> [TRY IT]: Your answer is to be the count alone: the number of lines in the data below where "house" appears.

> [EXERCISE INPUTS]:
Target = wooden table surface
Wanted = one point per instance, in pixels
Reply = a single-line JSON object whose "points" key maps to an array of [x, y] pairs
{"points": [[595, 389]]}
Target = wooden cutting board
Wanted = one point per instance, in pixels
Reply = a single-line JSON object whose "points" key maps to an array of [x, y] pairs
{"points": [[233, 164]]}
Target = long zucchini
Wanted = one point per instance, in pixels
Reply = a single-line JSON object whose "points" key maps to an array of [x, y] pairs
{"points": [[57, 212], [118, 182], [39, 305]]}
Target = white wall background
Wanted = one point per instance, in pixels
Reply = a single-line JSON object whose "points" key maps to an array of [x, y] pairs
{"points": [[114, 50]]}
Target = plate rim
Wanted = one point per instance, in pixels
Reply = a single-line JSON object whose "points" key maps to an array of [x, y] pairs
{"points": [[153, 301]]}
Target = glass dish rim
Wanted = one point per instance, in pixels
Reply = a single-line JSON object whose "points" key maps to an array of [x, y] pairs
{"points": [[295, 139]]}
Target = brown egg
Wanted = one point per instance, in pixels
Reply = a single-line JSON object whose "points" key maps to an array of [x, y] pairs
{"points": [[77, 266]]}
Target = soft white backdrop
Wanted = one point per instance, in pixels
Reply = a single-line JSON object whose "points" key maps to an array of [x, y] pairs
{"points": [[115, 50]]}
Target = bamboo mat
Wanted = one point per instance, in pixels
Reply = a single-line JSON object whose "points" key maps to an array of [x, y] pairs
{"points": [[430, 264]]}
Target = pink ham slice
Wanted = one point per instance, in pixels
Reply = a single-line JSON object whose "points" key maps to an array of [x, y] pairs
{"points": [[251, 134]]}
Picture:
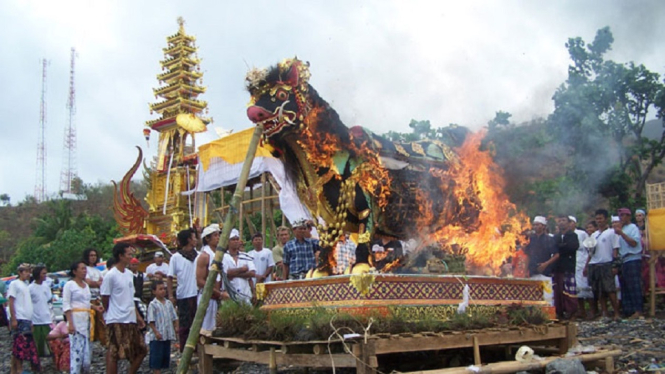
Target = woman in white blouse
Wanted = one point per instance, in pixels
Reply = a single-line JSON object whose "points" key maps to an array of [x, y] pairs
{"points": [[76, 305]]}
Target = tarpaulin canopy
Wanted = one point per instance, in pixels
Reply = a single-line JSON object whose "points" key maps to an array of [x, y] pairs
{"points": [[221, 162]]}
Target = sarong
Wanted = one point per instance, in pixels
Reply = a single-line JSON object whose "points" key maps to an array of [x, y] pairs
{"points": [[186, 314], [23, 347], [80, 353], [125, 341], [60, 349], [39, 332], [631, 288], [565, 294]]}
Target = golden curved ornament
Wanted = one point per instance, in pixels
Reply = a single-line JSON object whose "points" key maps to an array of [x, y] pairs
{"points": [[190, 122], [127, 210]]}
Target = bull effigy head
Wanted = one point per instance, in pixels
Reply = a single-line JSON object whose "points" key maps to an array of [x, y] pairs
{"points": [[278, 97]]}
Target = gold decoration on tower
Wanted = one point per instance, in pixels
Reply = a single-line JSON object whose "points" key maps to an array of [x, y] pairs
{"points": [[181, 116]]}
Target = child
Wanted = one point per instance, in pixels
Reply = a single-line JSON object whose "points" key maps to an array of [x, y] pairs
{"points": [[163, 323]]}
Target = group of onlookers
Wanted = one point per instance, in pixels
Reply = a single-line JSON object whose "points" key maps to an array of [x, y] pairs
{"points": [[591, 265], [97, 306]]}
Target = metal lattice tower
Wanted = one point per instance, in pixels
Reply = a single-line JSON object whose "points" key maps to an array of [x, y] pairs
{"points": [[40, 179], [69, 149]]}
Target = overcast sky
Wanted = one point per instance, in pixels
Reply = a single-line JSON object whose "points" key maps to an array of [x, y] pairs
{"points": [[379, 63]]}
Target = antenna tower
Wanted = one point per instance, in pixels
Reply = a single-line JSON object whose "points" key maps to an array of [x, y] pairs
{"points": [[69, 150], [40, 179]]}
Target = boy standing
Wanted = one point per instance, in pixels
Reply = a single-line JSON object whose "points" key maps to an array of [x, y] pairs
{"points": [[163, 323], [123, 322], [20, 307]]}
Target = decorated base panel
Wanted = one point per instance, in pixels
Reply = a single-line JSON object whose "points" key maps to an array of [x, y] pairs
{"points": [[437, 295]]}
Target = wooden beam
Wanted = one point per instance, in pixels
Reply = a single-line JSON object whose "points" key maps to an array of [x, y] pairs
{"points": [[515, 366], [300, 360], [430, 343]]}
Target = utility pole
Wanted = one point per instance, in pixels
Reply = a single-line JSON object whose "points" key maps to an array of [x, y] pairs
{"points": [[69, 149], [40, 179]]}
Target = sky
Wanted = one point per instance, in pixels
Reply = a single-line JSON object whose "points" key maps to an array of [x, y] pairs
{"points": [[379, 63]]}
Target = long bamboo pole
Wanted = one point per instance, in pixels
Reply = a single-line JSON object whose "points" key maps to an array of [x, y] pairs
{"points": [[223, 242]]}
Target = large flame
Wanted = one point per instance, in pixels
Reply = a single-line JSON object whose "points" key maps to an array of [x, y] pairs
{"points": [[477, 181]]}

---

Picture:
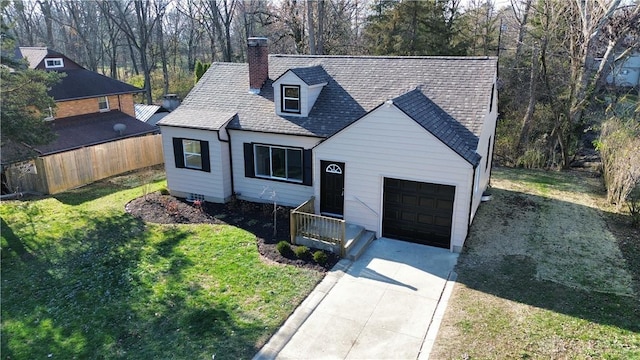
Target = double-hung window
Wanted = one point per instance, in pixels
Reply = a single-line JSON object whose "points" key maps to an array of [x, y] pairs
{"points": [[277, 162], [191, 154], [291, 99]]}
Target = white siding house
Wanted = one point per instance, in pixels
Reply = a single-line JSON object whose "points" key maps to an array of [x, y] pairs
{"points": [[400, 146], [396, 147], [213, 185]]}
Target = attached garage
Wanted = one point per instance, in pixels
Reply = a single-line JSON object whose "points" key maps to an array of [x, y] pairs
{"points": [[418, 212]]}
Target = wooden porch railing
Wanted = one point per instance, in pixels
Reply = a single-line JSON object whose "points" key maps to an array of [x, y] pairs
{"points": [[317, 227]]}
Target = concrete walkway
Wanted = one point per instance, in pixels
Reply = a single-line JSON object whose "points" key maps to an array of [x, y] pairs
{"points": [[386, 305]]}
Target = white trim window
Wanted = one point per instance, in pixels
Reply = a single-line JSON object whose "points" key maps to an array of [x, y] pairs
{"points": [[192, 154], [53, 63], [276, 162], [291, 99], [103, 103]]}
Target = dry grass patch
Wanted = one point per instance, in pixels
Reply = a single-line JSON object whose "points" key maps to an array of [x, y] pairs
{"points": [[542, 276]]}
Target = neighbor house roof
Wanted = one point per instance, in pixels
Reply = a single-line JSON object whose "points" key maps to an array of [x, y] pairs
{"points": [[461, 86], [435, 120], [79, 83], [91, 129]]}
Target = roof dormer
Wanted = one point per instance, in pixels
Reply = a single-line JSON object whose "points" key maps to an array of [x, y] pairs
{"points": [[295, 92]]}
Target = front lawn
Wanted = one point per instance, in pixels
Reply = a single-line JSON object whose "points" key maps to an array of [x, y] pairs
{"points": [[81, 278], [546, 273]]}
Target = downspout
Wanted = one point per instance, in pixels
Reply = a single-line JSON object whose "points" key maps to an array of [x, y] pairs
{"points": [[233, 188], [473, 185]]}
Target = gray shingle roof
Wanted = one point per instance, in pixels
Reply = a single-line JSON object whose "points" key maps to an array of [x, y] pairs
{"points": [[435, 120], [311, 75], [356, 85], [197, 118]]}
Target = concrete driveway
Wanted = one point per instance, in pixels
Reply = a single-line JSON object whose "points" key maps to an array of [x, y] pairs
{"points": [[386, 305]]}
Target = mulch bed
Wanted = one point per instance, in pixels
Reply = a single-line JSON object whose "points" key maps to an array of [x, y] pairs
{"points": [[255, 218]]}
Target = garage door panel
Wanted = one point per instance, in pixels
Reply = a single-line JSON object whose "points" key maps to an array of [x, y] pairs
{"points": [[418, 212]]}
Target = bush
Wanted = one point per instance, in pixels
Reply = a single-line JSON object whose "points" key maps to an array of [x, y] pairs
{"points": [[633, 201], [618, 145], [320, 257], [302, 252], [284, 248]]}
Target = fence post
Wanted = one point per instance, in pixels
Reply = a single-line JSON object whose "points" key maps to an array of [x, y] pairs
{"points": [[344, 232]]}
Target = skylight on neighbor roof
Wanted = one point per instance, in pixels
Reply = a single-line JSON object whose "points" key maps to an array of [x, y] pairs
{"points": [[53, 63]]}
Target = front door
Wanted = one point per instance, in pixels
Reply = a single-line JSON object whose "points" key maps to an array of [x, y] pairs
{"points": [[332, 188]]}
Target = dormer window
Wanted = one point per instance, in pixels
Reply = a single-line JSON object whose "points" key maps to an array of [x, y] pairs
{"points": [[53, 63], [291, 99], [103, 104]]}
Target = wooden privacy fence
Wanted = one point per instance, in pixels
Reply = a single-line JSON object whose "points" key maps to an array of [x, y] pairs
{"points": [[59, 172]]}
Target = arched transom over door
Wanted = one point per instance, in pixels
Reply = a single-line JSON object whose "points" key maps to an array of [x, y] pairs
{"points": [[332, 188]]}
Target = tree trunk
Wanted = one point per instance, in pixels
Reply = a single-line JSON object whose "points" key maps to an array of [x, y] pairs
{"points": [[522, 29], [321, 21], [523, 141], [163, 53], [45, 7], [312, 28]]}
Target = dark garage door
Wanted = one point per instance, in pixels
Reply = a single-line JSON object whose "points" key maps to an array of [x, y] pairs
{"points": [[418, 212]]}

> [FINISHED EXERCISE]: 2